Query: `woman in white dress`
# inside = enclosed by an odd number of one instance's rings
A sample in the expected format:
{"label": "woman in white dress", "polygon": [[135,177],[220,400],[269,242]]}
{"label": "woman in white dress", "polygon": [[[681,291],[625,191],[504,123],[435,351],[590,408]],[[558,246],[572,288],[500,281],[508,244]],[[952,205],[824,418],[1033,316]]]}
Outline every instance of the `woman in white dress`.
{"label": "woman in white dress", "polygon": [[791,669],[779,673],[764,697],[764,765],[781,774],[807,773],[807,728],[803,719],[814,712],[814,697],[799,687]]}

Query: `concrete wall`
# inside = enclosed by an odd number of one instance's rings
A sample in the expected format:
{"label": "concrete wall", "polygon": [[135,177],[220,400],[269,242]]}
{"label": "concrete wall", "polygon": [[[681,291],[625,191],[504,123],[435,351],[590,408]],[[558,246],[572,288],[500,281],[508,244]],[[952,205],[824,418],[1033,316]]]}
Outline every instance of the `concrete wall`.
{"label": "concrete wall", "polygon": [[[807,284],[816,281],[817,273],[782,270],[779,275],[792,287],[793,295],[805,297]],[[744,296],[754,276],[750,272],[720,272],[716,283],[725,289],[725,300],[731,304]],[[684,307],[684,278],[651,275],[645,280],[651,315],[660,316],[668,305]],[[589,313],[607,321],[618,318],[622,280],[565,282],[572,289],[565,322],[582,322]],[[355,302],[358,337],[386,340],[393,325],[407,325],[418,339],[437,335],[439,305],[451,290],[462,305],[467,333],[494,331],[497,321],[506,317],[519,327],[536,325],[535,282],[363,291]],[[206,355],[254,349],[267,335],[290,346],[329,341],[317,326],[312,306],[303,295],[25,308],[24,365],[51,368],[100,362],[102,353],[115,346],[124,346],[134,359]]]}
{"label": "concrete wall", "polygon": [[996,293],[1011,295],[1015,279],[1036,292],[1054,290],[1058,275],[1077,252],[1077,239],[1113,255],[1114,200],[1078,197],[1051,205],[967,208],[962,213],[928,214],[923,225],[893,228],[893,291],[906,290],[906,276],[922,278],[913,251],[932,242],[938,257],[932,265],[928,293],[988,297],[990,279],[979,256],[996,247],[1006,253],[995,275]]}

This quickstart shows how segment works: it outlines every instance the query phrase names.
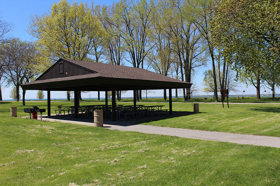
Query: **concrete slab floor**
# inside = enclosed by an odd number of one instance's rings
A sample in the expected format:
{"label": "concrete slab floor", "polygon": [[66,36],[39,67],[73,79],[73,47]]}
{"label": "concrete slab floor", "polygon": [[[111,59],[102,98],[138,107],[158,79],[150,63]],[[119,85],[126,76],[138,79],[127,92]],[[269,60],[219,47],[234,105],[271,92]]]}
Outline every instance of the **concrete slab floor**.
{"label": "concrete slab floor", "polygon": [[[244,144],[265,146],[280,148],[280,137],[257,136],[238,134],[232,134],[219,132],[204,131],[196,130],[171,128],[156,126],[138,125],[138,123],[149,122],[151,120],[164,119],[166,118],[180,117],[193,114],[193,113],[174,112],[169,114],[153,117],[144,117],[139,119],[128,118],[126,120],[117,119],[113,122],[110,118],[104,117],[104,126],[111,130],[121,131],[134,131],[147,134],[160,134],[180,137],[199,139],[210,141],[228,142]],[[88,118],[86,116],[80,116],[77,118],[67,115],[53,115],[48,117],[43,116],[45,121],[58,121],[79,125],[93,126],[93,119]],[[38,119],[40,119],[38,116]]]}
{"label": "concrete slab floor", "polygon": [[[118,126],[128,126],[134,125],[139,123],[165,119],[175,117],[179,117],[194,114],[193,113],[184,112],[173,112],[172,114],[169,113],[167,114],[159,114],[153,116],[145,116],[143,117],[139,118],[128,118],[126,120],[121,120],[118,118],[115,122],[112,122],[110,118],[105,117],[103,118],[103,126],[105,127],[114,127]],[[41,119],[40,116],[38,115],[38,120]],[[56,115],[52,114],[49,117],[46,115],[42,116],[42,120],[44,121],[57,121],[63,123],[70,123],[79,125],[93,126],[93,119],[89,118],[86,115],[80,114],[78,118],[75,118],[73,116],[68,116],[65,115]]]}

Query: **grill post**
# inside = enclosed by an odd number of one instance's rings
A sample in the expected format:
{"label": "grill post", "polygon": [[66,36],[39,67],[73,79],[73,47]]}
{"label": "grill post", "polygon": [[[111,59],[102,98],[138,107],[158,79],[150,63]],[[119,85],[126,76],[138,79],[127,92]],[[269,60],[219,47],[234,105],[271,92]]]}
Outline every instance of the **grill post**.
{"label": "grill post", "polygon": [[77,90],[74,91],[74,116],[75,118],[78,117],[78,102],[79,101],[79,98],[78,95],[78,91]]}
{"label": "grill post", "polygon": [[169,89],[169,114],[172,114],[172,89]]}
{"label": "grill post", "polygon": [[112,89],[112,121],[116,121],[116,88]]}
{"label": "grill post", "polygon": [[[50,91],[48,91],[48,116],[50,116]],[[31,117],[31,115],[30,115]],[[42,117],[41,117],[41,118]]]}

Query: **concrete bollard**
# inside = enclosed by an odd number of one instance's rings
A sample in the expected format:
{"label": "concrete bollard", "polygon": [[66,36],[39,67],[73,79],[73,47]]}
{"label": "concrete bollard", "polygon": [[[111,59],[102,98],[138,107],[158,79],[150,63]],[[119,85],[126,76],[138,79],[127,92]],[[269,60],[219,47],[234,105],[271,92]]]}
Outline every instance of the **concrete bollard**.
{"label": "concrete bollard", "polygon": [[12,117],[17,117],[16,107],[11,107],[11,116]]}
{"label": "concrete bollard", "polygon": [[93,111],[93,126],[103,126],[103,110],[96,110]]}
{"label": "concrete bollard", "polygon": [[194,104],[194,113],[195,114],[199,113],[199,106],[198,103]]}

* **Written request**:
Copy out once more the lines starting with the line that contains "Query: **grill post**" and going on through the line that contains "Outline every instance of the **grill post**.", both included, with nothing changed.

* **Exercise output**:
Query: **grill post**
# inside = enclosed by an odd number of one instance's rings
A sample in the expected format:
{"label": "grill post", "polygon": [[66,36],[39,67],[73,79],[73,47]]}
{"label": "grill post", "polygon": [[[111,59],[102,98],[138,107],[158,79],[150,63]],[[119,85],[126,76],[138,79],[127,92]],[[269,60],[219,47],[234,105],[271,92]]]}
Outline every instance of the **grill post**.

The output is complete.